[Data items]

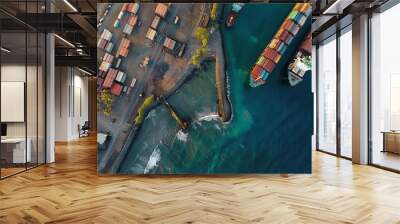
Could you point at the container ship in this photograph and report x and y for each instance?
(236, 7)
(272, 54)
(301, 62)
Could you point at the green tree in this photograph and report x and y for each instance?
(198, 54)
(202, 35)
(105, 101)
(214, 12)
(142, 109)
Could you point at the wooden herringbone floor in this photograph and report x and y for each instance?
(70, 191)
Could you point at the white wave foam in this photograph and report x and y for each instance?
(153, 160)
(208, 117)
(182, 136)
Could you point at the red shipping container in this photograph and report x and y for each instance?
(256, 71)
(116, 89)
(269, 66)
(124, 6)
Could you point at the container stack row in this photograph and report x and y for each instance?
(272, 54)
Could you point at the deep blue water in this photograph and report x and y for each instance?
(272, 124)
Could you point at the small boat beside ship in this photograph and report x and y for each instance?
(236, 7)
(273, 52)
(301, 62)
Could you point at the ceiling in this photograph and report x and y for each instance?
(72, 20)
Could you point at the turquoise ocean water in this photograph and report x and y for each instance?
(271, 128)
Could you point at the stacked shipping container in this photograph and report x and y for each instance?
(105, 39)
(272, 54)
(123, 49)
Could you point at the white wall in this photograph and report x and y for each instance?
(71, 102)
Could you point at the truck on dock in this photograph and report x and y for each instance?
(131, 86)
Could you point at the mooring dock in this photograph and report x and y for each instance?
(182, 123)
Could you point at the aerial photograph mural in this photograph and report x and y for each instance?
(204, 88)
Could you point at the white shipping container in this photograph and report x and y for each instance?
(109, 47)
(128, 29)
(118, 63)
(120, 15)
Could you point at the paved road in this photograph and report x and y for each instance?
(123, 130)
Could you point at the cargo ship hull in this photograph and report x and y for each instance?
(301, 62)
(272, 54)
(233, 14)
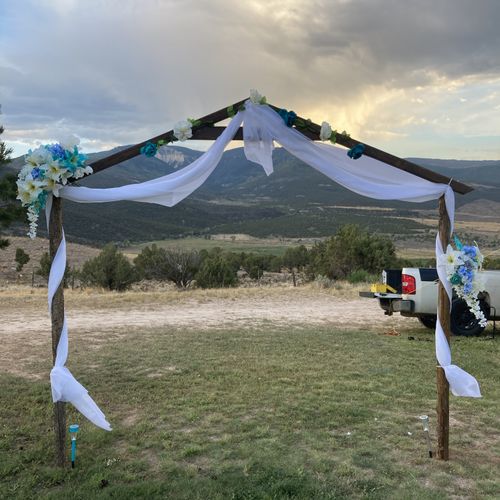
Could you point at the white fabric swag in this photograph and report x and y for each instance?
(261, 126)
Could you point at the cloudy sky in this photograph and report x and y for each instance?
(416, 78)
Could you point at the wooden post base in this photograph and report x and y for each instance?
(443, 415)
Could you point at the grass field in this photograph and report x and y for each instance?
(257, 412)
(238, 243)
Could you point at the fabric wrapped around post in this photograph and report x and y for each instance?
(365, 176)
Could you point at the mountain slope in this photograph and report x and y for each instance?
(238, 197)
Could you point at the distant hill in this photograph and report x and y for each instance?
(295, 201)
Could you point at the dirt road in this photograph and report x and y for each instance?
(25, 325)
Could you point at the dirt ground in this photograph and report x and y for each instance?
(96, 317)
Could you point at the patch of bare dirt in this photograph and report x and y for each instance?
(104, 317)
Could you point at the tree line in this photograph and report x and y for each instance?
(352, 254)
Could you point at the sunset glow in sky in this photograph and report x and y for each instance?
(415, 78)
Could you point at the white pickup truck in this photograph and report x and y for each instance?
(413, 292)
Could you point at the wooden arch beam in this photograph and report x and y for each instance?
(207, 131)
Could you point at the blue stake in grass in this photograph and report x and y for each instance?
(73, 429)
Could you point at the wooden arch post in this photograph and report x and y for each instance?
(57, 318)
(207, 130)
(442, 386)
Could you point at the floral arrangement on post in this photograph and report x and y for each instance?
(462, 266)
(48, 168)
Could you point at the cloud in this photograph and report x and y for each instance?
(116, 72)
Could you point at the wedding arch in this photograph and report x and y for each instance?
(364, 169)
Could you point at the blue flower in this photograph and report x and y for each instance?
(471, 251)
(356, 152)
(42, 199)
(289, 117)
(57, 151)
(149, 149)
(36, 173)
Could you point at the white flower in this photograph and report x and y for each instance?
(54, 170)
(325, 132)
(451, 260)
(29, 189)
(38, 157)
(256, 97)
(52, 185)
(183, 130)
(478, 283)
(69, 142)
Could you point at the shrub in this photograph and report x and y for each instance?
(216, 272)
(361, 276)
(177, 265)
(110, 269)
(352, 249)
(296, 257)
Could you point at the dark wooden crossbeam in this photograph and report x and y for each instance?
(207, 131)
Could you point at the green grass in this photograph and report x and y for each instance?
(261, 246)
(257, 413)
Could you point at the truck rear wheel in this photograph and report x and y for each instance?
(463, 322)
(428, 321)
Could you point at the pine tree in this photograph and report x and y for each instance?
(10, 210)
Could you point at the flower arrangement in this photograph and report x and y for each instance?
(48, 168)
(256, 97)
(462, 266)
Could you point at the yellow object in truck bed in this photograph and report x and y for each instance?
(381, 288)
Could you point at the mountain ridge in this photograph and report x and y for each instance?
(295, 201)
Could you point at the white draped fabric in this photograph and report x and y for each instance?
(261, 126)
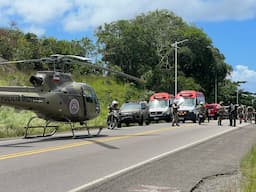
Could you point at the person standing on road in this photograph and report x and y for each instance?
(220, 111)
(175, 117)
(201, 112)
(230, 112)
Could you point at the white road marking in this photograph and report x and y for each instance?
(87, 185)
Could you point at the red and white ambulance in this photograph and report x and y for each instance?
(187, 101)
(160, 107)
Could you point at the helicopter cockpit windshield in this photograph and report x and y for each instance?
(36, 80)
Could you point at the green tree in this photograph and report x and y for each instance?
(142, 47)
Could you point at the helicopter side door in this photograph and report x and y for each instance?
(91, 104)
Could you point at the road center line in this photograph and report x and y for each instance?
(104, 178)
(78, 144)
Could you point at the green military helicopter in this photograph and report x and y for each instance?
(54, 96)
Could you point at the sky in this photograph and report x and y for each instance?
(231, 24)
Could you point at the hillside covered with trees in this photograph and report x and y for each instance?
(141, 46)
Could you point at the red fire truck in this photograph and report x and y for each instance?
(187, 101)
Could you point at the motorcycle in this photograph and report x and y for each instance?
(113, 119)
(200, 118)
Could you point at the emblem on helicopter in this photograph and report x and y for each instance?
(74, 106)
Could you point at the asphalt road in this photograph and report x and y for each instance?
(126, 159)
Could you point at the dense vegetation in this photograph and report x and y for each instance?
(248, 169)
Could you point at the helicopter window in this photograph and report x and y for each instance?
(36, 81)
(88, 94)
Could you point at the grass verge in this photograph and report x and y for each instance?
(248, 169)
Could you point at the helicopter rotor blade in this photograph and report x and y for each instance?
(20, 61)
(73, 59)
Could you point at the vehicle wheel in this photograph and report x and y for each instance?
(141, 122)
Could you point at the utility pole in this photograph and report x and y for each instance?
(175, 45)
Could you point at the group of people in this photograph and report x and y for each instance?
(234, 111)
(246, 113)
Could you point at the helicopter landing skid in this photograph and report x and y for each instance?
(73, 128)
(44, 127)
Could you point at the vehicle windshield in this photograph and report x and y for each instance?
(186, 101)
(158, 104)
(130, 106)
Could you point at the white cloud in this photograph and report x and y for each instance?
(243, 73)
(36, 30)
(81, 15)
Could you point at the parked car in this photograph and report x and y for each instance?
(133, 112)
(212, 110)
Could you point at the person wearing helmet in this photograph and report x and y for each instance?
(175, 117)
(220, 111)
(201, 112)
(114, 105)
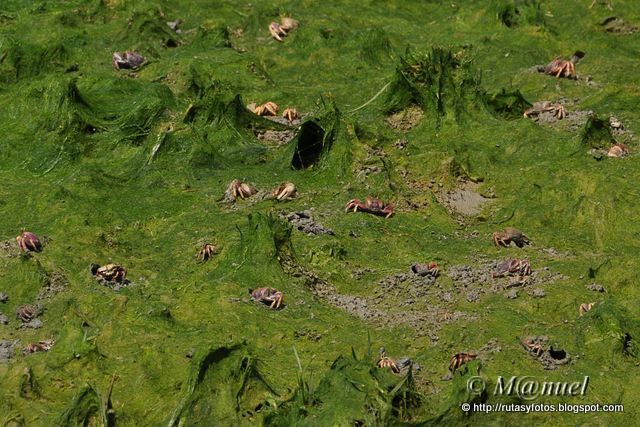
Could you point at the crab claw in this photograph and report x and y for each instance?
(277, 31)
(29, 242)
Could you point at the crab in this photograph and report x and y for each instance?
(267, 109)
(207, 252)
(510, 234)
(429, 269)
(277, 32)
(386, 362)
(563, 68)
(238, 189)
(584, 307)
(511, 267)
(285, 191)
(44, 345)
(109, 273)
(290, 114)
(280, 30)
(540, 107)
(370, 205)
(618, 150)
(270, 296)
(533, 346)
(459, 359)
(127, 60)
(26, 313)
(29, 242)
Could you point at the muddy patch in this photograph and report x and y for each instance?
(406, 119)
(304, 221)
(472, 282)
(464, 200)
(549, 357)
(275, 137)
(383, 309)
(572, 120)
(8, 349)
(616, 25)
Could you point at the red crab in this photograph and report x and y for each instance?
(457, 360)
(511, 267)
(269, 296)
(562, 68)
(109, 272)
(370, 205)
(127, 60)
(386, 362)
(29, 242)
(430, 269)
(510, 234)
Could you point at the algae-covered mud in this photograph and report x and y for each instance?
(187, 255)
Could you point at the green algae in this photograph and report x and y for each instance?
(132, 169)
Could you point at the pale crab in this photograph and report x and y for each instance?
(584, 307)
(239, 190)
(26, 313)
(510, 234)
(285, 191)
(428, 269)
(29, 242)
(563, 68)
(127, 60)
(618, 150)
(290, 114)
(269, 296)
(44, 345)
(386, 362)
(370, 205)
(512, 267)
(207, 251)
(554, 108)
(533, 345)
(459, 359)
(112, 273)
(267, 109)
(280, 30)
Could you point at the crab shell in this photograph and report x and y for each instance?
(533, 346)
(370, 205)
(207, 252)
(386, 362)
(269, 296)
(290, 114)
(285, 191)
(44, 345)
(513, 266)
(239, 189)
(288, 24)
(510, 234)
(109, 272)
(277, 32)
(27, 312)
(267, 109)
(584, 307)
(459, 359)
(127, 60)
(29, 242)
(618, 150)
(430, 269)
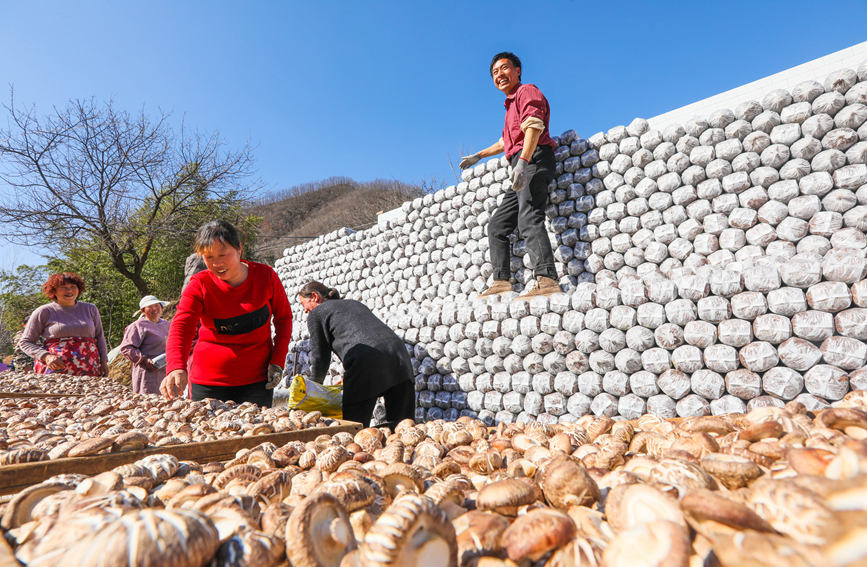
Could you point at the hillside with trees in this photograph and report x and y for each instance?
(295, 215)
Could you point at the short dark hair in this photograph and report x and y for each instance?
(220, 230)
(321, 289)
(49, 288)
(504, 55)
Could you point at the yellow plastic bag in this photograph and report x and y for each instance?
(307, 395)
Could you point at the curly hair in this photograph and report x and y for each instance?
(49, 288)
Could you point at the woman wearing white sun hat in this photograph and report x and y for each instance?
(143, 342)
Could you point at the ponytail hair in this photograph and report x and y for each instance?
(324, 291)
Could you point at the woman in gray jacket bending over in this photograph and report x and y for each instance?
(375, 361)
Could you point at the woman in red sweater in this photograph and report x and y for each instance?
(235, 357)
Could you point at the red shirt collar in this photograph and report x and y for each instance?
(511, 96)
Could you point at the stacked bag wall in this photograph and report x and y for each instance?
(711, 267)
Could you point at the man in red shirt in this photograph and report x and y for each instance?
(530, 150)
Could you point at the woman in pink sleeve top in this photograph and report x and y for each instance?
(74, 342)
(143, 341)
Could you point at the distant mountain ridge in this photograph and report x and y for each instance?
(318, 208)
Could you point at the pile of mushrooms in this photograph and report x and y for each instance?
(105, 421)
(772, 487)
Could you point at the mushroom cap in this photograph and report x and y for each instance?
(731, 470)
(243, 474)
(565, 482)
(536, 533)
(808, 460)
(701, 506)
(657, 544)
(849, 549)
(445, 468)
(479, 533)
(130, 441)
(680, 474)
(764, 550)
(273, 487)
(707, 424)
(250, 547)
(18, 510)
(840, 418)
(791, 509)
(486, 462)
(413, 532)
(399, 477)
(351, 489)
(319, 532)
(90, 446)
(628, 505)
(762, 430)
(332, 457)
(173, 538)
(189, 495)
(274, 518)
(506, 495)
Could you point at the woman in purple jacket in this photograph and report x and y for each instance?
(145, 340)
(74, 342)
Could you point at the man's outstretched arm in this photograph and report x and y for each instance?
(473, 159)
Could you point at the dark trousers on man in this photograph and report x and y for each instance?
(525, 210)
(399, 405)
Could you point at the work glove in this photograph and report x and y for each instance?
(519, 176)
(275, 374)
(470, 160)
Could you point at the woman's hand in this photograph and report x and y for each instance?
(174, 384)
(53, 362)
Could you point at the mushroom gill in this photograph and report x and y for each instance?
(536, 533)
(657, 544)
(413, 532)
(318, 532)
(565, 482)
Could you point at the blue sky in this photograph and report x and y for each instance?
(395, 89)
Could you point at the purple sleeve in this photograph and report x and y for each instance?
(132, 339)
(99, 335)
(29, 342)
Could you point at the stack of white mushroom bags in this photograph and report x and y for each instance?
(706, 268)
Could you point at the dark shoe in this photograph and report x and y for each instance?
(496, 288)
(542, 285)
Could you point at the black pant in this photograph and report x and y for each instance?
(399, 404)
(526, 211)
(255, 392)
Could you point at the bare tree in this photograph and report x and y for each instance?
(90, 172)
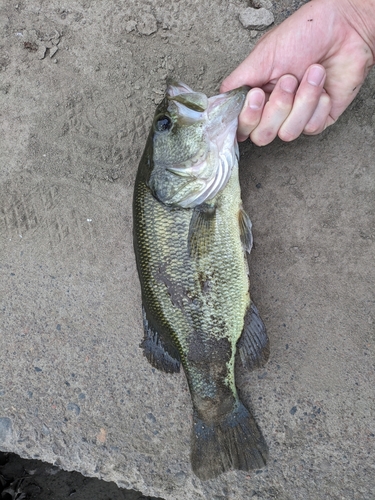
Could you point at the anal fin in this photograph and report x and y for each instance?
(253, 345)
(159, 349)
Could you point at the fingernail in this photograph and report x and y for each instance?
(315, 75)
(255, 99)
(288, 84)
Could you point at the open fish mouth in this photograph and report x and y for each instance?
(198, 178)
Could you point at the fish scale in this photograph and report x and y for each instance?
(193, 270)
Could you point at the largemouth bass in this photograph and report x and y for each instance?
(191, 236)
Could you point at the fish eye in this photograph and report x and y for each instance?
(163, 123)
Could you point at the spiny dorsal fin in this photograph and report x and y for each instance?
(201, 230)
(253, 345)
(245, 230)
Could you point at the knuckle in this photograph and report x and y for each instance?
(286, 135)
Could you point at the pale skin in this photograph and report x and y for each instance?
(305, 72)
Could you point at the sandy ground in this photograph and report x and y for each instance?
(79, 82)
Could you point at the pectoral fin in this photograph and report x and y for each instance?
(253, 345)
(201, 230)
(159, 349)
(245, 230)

Written request
Reproduce nothing but the lines from the line containing "Could you point at the fingernail" to the last line of the data, each exactly as written.

Result below
Could you point at the fingernail in this photograph and report x and y for each instance?
(315, 75)
(255, 99)
(288, 84)
Could you point at the open fish mouth in this photograph and report x and y for each instance?
(198, 178)
Could you point at the fish scale in this photograph and report x and y for each instance?
(193, 270)
Could you point at the largemouth bass in this photograph and report x and y for each instance?
(191, 236)
Could you point at the fish eye in this photograph and report x and y for each instance?
(163, 123)
Could you point at the spiny dorsal fin in this photograph and report x and y for each instance?
(201, 230)
(253, 345)
(245, 230)
Could you point at the knuckle in this photograph and report x and y for each instance?
(286, 135)
Could you point at the pale skin in this photograph and report x and y for each instance?
(305, 72)
Could you point at the sandy ground in this photograph and report x and y for each instance?
(79, 82)
Could you point at the pectoral fin in this photograph and report x and y for each instance?
(253, 345)
(201, 230)
(159, 349)
(245, 230)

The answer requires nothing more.